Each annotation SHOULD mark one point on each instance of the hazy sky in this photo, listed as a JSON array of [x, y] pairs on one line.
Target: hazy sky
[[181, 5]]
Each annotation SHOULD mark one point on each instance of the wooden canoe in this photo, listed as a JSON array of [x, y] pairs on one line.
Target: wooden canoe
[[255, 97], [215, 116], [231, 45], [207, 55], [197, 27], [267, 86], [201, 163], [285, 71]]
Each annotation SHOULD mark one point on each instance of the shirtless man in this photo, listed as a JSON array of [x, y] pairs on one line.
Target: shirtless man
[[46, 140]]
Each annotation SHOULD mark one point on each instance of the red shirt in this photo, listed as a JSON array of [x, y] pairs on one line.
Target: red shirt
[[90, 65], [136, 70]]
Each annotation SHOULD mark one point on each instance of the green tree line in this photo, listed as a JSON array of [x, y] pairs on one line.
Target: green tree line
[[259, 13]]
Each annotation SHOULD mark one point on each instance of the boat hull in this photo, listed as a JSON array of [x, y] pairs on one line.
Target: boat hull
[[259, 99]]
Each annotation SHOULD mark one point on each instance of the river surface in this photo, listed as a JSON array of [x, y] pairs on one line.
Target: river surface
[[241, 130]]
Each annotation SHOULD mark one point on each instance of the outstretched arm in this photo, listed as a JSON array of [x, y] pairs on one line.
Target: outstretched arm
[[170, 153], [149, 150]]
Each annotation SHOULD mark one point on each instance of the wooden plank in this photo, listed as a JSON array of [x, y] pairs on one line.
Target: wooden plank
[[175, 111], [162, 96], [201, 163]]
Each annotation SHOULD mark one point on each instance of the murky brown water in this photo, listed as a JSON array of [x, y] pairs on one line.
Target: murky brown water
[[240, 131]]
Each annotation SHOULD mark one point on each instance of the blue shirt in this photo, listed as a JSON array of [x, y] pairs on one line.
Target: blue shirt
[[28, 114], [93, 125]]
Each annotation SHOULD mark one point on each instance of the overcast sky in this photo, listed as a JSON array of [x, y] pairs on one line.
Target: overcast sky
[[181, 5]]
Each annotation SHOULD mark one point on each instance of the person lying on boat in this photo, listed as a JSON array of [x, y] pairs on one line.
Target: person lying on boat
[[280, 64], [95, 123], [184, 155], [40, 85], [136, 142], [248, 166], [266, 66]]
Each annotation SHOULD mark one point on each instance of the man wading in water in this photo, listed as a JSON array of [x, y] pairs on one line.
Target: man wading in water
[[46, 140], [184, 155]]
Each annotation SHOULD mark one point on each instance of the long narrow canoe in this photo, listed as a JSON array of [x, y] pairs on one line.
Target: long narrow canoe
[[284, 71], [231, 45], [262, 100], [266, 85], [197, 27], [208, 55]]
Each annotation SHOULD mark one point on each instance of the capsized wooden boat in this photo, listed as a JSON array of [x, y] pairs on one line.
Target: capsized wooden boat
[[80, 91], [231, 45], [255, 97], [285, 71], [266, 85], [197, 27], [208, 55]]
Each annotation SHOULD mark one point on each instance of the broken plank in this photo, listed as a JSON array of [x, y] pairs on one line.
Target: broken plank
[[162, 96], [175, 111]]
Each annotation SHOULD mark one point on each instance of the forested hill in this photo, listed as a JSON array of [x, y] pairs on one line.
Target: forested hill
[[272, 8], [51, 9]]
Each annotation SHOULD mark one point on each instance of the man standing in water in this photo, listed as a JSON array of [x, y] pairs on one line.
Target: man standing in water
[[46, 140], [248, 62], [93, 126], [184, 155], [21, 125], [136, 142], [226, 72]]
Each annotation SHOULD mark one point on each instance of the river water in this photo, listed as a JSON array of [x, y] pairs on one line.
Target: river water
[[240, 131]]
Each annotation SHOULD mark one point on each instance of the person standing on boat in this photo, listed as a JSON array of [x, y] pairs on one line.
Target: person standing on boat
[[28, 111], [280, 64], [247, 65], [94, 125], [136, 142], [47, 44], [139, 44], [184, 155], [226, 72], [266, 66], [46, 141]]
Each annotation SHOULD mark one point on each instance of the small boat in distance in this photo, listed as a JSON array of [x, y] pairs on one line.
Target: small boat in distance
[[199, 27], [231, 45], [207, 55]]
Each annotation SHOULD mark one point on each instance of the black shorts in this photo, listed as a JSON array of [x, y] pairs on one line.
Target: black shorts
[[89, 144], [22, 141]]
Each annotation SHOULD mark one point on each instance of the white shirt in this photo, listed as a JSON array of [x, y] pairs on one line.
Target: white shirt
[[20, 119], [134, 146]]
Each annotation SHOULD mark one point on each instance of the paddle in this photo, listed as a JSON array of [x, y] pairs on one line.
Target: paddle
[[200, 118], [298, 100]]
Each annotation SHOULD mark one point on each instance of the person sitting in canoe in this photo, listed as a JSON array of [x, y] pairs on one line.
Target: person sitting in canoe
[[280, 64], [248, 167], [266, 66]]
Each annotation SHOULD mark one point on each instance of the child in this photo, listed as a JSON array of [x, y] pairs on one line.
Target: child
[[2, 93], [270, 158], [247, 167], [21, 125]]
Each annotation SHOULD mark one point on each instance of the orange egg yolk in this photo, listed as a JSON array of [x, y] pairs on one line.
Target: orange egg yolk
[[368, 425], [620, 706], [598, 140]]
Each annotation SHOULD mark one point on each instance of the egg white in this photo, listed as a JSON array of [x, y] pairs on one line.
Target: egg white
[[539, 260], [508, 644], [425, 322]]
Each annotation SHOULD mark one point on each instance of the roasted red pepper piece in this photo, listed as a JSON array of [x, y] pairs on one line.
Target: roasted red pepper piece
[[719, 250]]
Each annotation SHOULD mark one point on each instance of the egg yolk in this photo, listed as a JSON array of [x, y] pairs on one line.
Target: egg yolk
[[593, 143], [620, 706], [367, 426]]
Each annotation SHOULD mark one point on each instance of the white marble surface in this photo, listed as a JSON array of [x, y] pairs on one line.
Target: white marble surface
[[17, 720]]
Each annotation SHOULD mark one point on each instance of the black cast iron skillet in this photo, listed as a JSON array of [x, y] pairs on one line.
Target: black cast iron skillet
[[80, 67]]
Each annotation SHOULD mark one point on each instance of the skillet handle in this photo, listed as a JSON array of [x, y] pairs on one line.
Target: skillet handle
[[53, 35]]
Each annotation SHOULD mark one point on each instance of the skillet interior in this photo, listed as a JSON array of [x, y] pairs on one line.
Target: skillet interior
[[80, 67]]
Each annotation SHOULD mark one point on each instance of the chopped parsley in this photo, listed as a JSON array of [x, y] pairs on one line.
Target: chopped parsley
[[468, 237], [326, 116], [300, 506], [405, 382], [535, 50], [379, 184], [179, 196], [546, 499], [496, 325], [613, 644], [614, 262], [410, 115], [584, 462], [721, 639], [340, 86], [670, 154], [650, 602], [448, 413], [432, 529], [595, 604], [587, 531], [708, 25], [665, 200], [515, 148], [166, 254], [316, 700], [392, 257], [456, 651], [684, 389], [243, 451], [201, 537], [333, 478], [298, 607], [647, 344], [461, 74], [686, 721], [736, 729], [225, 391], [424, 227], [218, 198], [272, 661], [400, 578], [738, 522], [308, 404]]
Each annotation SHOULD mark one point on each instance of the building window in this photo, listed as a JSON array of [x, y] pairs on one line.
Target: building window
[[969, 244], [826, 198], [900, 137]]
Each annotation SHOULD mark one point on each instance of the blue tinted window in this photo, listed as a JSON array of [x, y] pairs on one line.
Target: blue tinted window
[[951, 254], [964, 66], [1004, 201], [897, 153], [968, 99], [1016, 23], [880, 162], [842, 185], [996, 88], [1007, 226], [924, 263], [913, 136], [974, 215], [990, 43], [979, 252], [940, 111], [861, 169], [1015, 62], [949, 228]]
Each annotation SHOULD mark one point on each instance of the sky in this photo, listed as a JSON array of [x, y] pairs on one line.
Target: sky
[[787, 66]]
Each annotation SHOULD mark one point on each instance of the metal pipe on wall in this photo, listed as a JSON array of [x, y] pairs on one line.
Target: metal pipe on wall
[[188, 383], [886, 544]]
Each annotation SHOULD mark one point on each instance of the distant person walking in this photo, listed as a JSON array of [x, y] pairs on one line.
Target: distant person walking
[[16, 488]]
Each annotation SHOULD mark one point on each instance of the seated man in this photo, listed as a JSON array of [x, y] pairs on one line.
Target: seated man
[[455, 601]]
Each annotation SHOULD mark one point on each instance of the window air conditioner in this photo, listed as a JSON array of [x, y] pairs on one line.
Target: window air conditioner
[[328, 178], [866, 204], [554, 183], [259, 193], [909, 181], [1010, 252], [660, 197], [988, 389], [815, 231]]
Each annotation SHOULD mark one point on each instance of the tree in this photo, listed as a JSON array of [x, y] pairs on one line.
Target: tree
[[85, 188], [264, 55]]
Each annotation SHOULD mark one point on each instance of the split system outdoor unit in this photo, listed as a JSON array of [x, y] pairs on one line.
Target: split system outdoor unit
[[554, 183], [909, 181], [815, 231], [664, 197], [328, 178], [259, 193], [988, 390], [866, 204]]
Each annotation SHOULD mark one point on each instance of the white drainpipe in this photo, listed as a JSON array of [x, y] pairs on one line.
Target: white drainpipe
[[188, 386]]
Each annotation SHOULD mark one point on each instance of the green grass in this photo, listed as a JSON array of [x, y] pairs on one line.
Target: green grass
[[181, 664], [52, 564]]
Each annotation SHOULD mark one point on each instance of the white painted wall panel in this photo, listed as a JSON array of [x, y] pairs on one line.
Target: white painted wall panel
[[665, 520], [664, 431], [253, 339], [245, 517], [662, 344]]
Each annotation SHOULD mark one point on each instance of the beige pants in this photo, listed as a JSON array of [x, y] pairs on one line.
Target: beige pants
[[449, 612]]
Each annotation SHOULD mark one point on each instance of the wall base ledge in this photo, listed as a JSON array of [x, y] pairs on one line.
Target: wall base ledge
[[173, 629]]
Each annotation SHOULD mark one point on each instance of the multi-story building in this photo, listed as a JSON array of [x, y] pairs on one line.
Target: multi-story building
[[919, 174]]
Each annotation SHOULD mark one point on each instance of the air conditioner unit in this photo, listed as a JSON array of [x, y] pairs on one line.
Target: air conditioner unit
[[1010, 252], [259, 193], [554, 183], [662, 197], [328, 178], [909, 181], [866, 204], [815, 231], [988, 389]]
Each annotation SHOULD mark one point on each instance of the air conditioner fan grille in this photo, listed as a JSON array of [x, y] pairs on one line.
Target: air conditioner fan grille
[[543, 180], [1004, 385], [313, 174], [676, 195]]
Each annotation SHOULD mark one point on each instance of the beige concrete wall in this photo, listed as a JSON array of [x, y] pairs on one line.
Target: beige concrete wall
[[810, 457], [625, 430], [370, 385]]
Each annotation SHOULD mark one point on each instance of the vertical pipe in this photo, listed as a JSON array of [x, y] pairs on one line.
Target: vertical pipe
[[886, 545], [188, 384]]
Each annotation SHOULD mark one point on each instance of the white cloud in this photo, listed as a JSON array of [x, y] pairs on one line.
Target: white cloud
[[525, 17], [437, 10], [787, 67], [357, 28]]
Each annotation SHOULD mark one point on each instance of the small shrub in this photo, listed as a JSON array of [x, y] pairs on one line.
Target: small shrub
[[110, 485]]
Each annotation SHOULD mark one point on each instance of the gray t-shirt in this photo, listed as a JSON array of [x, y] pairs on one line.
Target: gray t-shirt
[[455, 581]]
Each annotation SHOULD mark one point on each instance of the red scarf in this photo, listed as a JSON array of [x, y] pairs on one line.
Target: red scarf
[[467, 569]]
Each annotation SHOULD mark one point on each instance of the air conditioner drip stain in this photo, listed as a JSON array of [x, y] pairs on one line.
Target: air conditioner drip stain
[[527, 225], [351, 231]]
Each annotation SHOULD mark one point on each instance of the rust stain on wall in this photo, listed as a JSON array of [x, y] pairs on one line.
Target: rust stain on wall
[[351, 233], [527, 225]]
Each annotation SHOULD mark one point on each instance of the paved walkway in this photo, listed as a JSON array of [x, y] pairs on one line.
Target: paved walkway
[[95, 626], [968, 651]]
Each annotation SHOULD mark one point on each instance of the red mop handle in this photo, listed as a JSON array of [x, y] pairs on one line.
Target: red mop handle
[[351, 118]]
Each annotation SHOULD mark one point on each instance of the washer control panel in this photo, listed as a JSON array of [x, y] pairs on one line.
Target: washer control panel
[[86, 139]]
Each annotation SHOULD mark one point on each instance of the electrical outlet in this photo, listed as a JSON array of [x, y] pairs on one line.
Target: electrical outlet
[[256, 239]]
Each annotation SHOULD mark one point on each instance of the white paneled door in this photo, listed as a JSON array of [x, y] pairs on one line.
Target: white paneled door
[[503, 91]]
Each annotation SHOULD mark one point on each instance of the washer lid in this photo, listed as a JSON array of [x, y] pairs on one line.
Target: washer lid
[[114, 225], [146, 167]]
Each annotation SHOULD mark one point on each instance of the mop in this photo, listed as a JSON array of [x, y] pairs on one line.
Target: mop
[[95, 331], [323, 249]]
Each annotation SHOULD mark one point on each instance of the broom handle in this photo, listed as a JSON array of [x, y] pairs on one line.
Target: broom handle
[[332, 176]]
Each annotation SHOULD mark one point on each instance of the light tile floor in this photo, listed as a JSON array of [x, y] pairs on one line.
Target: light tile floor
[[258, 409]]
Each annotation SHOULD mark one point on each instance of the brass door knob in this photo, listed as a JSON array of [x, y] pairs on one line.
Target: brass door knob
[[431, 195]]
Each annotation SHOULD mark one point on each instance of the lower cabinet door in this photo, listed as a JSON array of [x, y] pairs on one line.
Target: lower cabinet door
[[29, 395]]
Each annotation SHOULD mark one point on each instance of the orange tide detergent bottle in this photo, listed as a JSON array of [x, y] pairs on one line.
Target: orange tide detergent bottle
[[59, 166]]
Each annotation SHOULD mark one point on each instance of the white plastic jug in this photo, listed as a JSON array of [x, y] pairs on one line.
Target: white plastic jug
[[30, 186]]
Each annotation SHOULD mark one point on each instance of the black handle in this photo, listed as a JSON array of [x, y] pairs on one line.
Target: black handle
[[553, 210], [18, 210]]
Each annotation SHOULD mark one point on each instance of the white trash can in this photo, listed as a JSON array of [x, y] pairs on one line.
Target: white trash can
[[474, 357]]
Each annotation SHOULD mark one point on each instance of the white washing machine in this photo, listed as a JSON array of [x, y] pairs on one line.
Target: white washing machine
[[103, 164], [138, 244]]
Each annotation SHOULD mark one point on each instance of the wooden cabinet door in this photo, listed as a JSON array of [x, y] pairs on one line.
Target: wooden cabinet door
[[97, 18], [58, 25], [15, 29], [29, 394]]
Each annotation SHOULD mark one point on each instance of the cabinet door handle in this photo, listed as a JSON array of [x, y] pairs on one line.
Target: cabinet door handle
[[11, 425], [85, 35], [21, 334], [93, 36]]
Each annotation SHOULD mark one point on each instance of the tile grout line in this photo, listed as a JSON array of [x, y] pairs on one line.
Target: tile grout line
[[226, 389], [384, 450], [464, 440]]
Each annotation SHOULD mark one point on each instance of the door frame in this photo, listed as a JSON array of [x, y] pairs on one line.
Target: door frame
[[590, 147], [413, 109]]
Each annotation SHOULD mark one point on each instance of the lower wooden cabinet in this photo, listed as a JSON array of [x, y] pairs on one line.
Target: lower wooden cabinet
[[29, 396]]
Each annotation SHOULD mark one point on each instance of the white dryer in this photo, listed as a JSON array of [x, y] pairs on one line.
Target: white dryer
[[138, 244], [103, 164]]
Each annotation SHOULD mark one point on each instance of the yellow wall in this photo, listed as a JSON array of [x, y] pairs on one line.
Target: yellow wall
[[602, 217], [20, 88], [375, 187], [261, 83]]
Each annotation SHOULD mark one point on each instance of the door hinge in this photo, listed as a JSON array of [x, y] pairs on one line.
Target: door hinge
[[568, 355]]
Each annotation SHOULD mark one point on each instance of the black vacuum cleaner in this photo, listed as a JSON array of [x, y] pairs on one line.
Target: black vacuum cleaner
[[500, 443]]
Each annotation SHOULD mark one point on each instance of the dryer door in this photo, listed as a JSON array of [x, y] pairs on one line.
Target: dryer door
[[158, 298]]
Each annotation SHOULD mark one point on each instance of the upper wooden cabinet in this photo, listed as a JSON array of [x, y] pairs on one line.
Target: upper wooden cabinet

━━━━━━━━

(Instructions to follow): Copy the records above word for word, beginning at the line that contains "the washer control" and stopping after the line that contains "[[256, 239]]".

(Response for this exercise):
Each annotation SHOULD mark one point on each instance of the washer control panel in this photo, listed as a JSON array of [x, y] pairs on one line.
Target: washer control panel
[[86, 139]]
Each annotation SHOULD mark one point on each instance of the electrical outlet in this photo, listed as a JSON array of [x, y] pairs on one line.
Target: electrical outlet
[[256, 239]]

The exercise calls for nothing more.